### Task directions
Copy out all of the data below, putting "damselfly" wherever "dragonfly" appears and changing nothing else.

### Listed records
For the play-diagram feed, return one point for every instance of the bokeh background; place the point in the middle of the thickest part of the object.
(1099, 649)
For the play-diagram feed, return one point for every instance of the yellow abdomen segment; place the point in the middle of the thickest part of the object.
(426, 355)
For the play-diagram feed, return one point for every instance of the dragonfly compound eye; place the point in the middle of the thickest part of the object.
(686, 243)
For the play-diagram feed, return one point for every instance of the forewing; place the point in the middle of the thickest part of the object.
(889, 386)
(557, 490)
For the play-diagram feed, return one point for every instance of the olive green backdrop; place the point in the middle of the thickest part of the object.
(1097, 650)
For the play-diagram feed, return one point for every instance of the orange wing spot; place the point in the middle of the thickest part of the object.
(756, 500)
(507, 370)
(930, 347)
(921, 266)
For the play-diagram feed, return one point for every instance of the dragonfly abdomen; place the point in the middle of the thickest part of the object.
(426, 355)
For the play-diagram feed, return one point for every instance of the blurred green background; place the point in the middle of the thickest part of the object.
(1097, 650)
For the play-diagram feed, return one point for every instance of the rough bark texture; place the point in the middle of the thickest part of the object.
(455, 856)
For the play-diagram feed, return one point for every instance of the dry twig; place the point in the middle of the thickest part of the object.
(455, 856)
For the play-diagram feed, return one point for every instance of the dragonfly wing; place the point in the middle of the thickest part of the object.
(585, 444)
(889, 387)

### Exercise response
For the play-diagram feed, return one point for every instance of the bokeh background; place the point in the middle of the thickest part of the object.
(1099, 649)
For the play-diagram feed, return one point for every instance of the yellow abdomen segment; place the point in the middle of the thickest part of the object.
(426, 355)
For the play-diagram feed, return one point for every instance of the damselfly compound eye; place the point in the middle of the thickest part of the object.
(686, 243)
For the play-diagram feed, return one point for every instance of the forewing; place the point in the middle of the thickest part of the object.
(889, 386)
(557, 490)
For the play-diagram feed, return one point for every instance of the olive green backdrop; place the point in the middle of the thickest part of the object.
(1097, 650)
For the play-diagram feed, return one point for every instance of the orange wing spot; place the point in the middle of the thickest part of the object.
(756, 500)
(507, 370)
(930, 347)
(921, 266)
For the play-diagram feed, return one point for every instance of the damselfly abdomen; place the point in the middle of the thickest part of the object.
(426, 355)
For the play-diagram feed, return one point for every instance of the blurred green background; place the point in the middle of the thickest part of the object.
(1097, 650)
For the play-diagram feed, return one point for every instance of the rough bark texture; place the point in the middle of the thickest part of the object.
(455, 856)
For the play-diagram feed, return one point for every instance of the dry twig; place the point in the middle of the thickest part of the object.
(455, 856)
For the play-diagram feed, return one point for every instance of the damselfly wing; place the point in the middle of the thickest part of the object.
(585, 444)
(889, 387)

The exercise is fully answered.